··· Provided entries ···
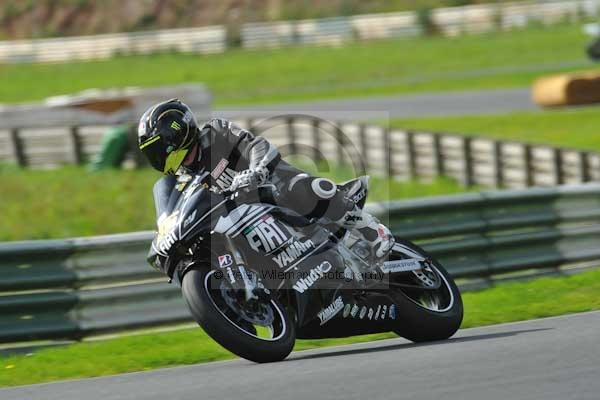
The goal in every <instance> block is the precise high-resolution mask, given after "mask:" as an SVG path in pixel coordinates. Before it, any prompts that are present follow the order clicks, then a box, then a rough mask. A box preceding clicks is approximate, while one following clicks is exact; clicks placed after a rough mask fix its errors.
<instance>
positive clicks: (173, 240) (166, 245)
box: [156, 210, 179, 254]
···
··· Provided entries ···
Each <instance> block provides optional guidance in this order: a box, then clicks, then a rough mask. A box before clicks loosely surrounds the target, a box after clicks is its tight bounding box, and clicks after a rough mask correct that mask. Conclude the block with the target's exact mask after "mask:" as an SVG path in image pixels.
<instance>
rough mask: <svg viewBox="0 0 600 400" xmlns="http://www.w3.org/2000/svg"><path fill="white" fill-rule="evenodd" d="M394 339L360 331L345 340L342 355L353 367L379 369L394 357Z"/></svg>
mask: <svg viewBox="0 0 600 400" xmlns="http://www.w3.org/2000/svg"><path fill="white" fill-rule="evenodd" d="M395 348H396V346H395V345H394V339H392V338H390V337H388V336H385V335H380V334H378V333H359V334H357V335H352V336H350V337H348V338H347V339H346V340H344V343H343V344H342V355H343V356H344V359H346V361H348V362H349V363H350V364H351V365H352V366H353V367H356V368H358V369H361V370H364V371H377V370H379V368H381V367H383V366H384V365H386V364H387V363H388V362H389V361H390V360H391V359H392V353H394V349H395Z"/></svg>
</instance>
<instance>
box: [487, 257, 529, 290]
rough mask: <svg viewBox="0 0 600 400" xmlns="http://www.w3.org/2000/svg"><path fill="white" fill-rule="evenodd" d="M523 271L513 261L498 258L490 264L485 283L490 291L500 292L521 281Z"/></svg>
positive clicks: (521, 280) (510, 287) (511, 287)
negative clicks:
···
··· Provided entries ···
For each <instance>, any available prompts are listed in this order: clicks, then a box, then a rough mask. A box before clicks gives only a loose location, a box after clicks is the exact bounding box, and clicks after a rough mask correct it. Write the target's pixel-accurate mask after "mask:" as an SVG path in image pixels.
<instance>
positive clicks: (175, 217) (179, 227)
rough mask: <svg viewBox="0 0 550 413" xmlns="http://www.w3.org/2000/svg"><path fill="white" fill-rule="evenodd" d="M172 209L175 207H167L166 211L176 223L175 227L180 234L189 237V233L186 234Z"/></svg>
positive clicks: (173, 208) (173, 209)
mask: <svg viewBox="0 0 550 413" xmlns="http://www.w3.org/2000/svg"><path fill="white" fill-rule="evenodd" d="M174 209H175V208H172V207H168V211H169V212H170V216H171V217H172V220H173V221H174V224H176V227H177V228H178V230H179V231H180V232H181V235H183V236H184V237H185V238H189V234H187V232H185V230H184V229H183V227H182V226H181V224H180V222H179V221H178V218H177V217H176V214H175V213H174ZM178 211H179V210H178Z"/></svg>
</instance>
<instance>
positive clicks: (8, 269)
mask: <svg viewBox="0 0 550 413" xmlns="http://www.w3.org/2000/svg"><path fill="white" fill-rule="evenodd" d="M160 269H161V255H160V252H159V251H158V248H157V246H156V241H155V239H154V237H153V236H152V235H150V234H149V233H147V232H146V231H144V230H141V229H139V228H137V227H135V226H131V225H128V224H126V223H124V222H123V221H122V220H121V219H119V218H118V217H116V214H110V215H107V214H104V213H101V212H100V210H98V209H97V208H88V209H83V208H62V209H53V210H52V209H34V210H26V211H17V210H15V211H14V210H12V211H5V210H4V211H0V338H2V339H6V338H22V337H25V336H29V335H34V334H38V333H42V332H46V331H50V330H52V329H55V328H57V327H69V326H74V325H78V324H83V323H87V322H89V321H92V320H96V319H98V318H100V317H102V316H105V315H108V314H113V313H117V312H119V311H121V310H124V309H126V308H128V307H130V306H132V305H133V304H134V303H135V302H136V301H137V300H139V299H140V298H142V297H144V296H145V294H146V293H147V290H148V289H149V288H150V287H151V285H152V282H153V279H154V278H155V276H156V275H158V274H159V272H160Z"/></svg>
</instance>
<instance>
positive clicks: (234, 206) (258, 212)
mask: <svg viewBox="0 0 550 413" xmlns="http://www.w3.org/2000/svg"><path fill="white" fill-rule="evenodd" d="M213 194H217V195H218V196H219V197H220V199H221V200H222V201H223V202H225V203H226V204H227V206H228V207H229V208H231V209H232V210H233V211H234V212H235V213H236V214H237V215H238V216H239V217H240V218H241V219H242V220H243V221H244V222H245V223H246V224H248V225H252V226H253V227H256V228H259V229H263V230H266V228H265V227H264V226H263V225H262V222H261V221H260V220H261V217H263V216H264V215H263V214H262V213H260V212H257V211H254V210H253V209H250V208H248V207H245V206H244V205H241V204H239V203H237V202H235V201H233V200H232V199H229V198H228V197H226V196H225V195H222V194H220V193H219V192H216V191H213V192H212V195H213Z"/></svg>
···
▶ Your objective:
Check each line above for the word "after" and copy the ones that have it.

▶ Your solution:
The goal in every <instance> block is the precise high-resolution mask, given after "mask:" as an SVG path in pixel coordinates. Before it, any prompts that are present follow the order clicks, then a box, then a rough mask. A box preceding clicks is approximate, while one following clicks is exact; clicks placed after a rough mask fix its errors.
Each <instance> block provides optional guidance in this order: a box, then clicks, then a rough mask. A box before clicks loosely surrounds the target, a box after clicks is its tight bounding box, and clicks after a rough mask correct that mask. Conclude the block with the target's exact mask after "mask:" as an SVG path in image pixels.
For each <instance>, any available prompts are listed in this order: clicks, then a box, then a rough mask. A box before clicks gives only a loose location, a box after clicks is the exact bounding box, and clicks after a rough mask correct it. Write the target's pixel-accurate mask after "mask:" as an SVG path in image pixels.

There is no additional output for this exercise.